• [Your task]:
Reproduce the winter photography post word for word between "Contrast the first" and "bright, white snow.", inclusive.

Sunday, February 28th, 2010

Sunny Winter Day

What a difference lighting can make to invoke a mood when viewing a photograph. The photograph to the left was taken at Busch Conservation Area on a sunny weekend morning a couple of days after a snowfall in the St. Louis area. Coming from Milwaukee, the snow in St. Louis is both less frequent and less heavy, so you take advantage of it when it falls.

You can tell this is a few days after the snowfall since the trees have no snow on them – the sun has effectively melted most of the snow.

Contrast the first photograph with this second photograph, taken at the same location, but on a different type of day.

Overcast Winter Day

The overcast sky invokes an entirely different mood when viewing this photograph. You can almost feel the cold – in contrast to the first one where the sun creates a warmer feeling. The tones in the first photograph are warm tones, while the second lacks any warmth at all.

Snow scenes can be difficult to shoot, since the automatic exposure control in most cameras is fooled by the sheer amount of bright, white snow.

The automatic exposure control does an excellent job of determining the overall light available in a scene, setting the correct exposure to get a correctly balanced photograph. With snow, however, the camera tries to average out the scene and is unable to, due to the pure whiteness of the snow. The result is often a gray snow instead of the bright white you saw when taking the photograph.

• [Given records]:

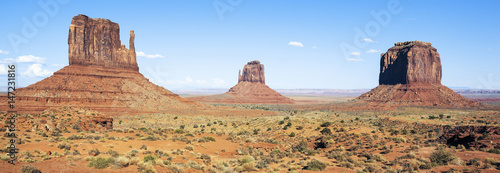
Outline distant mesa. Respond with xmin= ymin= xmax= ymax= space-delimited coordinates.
xmin=238 ymin=60 xmax=266 ymax=84
xmin=2 ymin=15 xmax=208 ymax=115
xmin=189 ymin=60 xmax=294 ymax=104
xmin=356 ymin=41 xmax=481 ymax=108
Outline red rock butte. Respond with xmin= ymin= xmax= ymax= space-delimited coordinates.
xmin=1 ymin=15 xmax=207 ymax=115
xmin=190 ymin=60 xmax=294 ymax=104
xmin=356 ymin=41 xmax=482 ymax=108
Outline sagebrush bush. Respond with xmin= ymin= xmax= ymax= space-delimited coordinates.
xmin=87 ymin=157 xmax=114 ymax=169
xmin=429 ymin=149 xmax=456 ymax=165
xmin=21 ymin=165 xmax=42 ymax=173
xmin=305 ymin=159 xmax=326 ymax=171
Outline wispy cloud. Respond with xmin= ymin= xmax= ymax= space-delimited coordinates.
xmin=346 ymin=52 xmax=364 ymax=61
xmin=346 ymin=58 xmax=364 ymax=61
xmin=366 ymin=49 xmax=382 ymax=53
xmin=351 ymin=52 xmax=361 ymax=56
xmin=288 ymin=41 xmax=304 ymax=47
xmin=21 ymin=64 xmax=54 ymax=77
xmin=363 ymin=38 xmax=375 ymax=43
xmin=1 ymin=55 xmax=46 ymax=64
xmin=165 ymin=76 xmax=208 ymax=85
xmin=0 ymin=64 xmax=7 ymax=74
xmin=136 ymin=51 xmax=164 ymax=59
xmin=0 ymin=50 xmax=10 ymax=55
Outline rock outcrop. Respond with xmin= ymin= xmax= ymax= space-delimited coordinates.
xmin=189 ymin=60 xmax=294 ymax=104
xmin=379 ymin=41 xmax=442 ymax=85
xmin=437 ymin=126 xmax=500 ymax=149
xmin=2 ymin=15 xmax=208 ymax=115
xmin=356 ymin=41 xmax=481 ymax=108
xmin=238 ymin=60 xmax=266 ymax=84
xmin=68 ymin=14 xmax=139 ymax=71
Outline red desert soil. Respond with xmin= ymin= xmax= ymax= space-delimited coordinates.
xmin=187 ymin=61 xmax=294 ymax=104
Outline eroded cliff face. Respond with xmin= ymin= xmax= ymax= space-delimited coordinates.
xmin=379 ymin=41 xmax=442 ymax=85
xmin=0 ymin=15 xmax=207 ymax=115
xmin=68 ymin=14 xmax=139 ymax=71
xmin=238 ymin=60 xmax=266 ymax=84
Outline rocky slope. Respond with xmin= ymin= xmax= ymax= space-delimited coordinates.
xmin=356 ymin=41 xmax=482 ymax=108
xmin=2 ymin=15 xmax=208 ymax=115
xmin=189 ymin=61 xmax=293 ymax=104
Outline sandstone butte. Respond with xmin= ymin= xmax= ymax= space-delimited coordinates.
xmin=1 ymin=15 xmax=208 ymax=115
xmin=190 ymin=60 xmax=294 ymax=104
xmin=355 ymin=41 xmax=485 ymax=108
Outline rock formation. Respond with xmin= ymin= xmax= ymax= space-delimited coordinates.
xmin=68 ymin=14 xmax=139 ymax=71
xmin=357 ymin=41 xmax=480 ymax=108
xmin=190 ymin=61 xmax=293 ymax=104
xmin=1 ymin=15 xmax=207 ymax=115
xmin=238 ymin=60 xmax=266 ymax=84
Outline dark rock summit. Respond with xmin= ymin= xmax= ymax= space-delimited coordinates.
xmin=357 ymin=41 xmax=482 ymax=108
xmin=379 ymin=41 xmax=442 ymax=85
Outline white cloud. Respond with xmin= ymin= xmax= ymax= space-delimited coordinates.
xmin=2 ymin=55 xmax=46 ymax=64
xmin=212 ymin=78 xmax=226 ymax=87
xmin=351 ymin=52 xmax=361 ymax=56
xmin=288 ymin=41 xmax=304 ymax=47
xmin=50 ymin=64 xmax=64 ymax=67
xmin=136 ymin=51 xmax=164 ymax=59
xmin=346 ymin=58 xmax=364 ymax=61
xmin=0 ymin=50 xmax=9 ymax=55
xmin=16 ymin=55 xmax=45 ymax=63
xmin=366 ymin=49 xmax=382 ymax=53
xmin=21 ymin=64 xmax=54 ymax=77
xmin=363 ymin=38 xmax=375 ymax=43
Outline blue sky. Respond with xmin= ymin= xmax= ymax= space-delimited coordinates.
xmin=0 ymin=0 xmax=500 ymax=89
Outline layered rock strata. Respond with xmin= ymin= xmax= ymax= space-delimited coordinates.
xmin=357 ymin=41 xmax=480 ymax=108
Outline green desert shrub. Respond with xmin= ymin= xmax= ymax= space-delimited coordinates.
xmin=429 ymin=148 xmax=456 ymax=165
xmin=87 ymin=157 xmax=114 ymax=169
xmin=304 ymin=159 xmax=326 ymax=171
xmin=21 ymin=165 xmax=42 ymax=173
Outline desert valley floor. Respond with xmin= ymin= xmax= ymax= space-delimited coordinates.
xmin=0 ymin=95 xmax=500 ymax=172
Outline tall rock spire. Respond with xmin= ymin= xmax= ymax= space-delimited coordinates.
xmin=68 ymin=14 xmax=139 ymax=71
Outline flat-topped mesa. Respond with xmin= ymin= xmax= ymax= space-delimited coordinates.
xmin=68 ymin=14 xmax=139 ymax=71
xmin=238 ymin=60 xmax=266 ymax=84
xmin=379 ymin=41 xmax=442 ymax=85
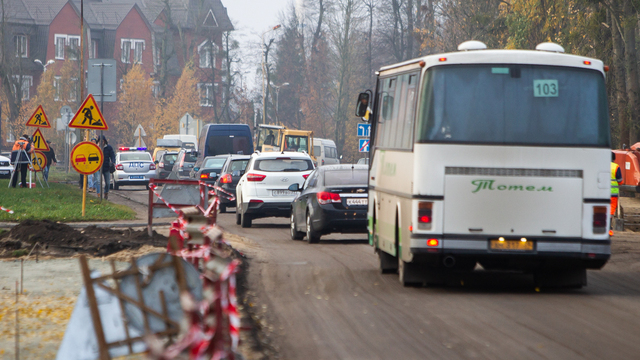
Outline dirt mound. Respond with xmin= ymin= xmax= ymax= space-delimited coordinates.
xmin=0 ymin=220 xmax=167 ymax=257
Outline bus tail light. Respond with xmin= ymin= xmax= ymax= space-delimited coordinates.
xmin=316 ymin=191 xmax=342 ymax=205
xmin=418 ymin=201 xmax=433 ymax=230
xmin=220 ymin=174 xmax=233 ymax=184
xmin=247 ymin=174 xmax=267 ymax=182
xmin=593 ymin=206 xmax=607 ymax=234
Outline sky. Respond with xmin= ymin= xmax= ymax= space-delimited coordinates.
xmin=222 ymin=0 xmax=303 ymax=89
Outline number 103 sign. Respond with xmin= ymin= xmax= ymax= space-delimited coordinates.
xmin=533 ymin=80 xmax=559 ymax=97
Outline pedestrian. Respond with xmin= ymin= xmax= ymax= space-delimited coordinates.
xmin=100 ymin=135 xmax=116 ymax=200
xmin=42 ymin=140 xmax=58 ymax=182
xmin=610 ymin=151 xmax=624 ymax=221
xmin=11 ymin=135 xmax=33 ymax=187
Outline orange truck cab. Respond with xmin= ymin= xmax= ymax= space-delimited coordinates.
xmin=612 ymin=142 xmax=640 ymax=195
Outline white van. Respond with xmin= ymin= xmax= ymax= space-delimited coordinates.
xmin=163 ymin=134 xmax=198 ymax=150
xmin=313 ymin=138 xmax=340 ymax=166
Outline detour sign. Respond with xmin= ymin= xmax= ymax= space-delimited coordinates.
xmin=70 ymin=141 xmax=104 ymax=175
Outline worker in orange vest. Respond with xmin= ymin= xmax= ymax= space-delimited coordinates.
xmin=611 ymin=151 xmax=623 ymax=216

• [Worked solution]:
Contrast the first photograph with this second photograph, taken at the same location, but on a different type of day.

Overcast Winter Day

The overcast sky invokes an entirely different mood when viewing this photograph. You can almost feel the cold – in contrast to the first one where the sun creates a warmer feeling. The tones in the first photograph are warm tones, while the second lacks any warmth at all.

Snow scenes can be difficult to shoot, since the automatic exposure control in most cameras is fooled by the sheer amount of bright, white snow.